Task statement: Your answer must hold only the lines below from the line containing "target: snow-covered boulder" through the line containing "wanted | a marker on every instance of the blue", each reproduced exactly.

[Region pointing data]
============

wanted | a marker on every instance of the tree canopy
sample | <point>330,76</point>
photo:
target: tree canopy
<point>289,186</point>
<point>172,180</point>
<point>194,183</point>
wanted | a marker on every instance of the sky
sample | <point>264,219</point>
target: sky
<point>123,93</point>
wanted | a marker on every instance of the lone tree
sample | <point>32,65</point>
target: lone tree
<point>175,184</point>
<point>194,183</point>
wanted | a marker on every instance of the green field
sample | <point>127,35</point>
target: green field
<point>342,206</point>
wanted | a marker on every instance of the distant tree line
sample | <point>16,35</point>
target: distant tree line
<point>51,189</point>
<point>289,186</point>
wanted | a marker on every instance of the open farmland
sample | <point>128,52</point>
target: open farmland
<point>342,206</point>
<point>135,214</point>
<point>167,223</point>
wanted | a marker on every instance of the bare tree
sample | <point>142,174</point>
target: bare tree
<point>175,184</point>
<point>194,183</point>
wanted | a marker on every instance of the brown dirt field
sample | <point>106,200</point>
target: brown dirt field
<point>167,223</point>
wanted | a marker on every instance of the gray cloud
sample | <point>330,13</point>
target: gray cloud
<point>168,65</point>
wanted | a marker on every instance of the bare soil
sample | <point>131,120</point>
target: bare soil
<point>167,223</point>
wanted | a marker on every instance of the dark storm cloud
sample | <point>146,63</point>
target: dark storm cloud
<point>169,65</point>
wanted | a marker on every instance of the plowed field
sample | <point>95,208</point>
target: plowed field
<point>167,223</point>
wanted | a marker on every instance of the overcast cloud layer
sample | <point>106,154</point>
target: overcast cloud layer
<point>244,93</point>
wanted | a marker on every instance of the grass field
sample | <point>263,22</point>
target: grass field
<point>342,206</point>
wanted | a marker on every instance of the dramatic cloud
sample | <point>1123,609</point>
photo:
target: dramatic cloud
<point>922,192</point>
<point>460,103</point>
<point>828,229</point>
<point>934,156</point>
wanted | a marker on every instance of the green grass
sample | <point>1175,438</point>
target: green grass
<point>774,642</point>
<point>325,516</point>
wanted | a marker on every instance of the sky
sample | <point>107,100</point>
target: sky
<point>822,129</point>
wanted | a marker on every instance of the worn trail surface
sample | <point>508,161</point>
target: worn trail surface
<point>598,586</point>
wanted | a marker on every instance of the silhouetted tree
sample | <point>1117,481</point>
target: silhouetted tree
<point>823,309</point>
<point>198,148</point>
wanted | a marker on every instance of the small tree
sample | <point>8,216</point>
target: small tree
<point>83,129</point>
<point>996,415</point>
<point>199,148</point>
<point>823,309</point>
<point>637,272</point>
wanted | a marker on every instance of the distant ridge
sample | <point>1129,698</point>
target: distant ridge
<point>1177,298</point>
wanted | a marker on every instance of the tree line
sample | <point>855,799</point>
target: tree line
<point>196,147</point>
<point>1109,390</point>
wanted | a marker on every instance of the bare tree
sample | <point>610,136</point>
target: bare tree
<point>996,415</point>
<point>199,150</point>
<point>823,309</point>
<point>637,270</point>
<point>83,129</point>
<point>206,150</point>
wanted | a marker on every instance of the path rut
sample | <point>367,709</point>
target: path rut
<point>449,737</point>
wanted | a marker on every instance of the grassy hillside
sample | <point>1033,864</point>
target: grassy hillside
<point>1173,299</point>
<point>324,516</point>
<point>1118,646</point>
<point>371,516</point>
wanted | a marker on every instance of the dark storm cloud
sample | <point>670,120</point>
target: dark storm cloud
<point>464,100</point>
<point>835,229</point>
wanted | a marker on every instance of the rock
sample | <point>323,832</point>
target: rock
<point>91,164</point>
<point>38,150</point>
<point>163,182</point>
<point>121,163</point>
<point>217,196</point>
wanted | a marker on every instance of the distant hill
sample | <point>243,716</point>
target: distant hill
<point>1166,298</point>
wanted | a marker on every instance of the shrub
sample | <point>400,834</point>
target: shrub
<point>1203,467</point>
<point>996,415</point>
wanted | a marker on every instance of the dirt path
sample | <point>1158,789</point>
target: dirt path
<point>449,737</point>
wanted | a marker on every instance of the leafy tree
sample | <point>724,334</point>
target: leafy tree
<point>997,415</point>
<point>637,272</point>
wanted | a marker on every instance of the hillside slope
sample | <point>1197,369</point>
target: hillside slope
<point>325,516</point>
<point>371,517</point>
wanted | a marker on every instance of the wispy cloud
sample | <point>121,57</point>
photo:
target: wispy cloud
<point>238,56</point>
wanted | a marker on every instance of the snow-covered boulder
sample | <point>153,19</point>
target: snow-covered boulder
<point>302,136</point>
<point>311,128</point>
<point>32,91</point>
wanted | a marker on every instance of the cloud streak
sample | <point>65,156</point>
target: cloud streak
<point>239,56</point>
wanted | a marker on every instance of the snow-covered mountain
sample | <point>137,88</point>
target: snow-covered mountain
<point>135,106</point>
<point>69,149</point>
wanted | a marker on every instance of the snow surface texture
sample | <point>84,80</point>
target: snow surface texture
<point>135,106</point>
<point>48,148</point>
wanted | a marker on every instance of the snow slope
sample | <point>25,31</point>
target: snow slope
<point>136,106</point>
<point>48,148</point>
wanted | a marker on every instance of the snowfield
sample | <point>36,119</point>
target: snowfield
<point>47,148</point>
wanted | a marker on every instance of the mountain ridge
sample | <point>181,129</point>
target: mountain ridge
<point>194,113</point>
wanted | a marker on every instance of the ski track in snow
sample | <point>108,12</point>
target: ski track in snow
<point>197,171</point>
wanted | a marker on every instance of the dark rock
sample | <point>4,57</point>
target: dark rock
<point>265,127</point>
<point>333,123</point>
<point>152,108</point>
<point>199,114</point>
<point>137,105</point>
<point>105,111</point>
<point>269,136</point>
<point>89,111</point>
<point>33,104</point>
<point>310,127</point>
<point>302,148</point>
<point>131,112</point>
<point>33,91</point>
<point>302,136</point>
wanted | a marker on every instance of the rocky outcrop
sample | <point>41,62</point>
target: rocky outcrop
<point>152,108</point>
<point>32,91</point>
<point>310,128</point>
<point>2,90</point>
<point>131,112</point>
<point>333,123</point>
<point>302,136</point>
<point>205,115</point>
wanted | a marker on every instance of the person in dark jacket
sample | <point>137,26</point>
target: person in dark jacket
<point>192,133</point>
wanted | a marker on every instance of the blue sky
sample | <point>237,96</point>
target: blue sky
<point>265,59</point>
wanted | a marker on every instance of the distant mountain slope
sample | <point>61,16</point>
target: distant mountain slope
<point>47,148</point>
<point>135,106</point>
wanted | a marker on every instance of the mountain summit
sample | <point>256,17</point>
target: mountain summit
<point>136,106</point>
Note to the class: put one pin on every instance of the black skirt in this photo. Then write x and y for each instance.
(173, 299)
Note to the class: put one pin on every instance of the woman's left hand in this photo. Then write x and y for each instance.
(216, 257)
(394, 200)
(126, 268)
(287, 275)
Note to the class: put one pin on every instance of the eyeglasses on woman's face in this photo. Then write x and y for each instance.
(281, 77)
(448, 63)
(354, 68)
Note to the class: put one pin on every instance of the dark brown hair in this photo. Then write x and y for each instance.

============

Solution:
target: snow-covered boulder
<point>302,136</point>
<point>311,128</point>
<point>32,91</point>
wanted | a marker on every instance of the cloud streak
sample | <point>65,156</point>
target: cloud streak
<point>239,56</point>
wanted | a marker on every instance of the snow-covered mountain
sample | <point>137,88</point>
target: snow-covered mountain
<point>135,106</point>
<point>69,149</point>
wanted | a marker on every instance of the snow surface texture
sample | <point>84,80</point>
target: snow surface texture
<point>135,106</point>
<point>48,148</point>
wanted | a marker on every instance of the snow slope
sample | <point>25,31</point>
target: snow slope
<point>136,106</point>
<point>48,148</point>
wanted | a marker on every instance of the snowfield
sample | <point>36,119</point>
target: snowfield
<point>47,148</point>
wanted | a marker on every instance of the mountain ridge
sample | <point>181,129</point>
target: mountain ridge
<point>194,113</point>
wanted | a marker on every instance of the ski track in snow
sample | <point>108,12</point>
target: ski track in snow
<point>197,171</point>
wanted | a marker on every instance of the dark rock
sample | <point>4,57</point>
target: dark rock
<point>265,127</point>
<point>333,123</point>
<point>152,108</point>
<point>199,114</point>
<point>137,105</point>
<point>105,111</point>
<point>269,136</point>
<point>89,111</point>
<point>33,104</point>
<point>310,127</point>
<point>302,148</point>
<point>131,112</point>
<point>33,91</point>
<point>302,136</point>
wanted | a marker on every instance of the rocky outcrop
sample | <point>41,62</point>
target: rocky outcrop
<point>152,108</point>
<point>32,91</point>
<point>310,128</point>
<point>2,90</point>
<point>131,112</point>
<point>333,123</point>
<point>302,136</point>
<point>205,115</point>
wanted | a marker on every instance of the person in dark jacket
sample | <point>137,26</point>
target: person in dark jacket
<point>192,133</point>
wanted | a marker on every instance of the blue sky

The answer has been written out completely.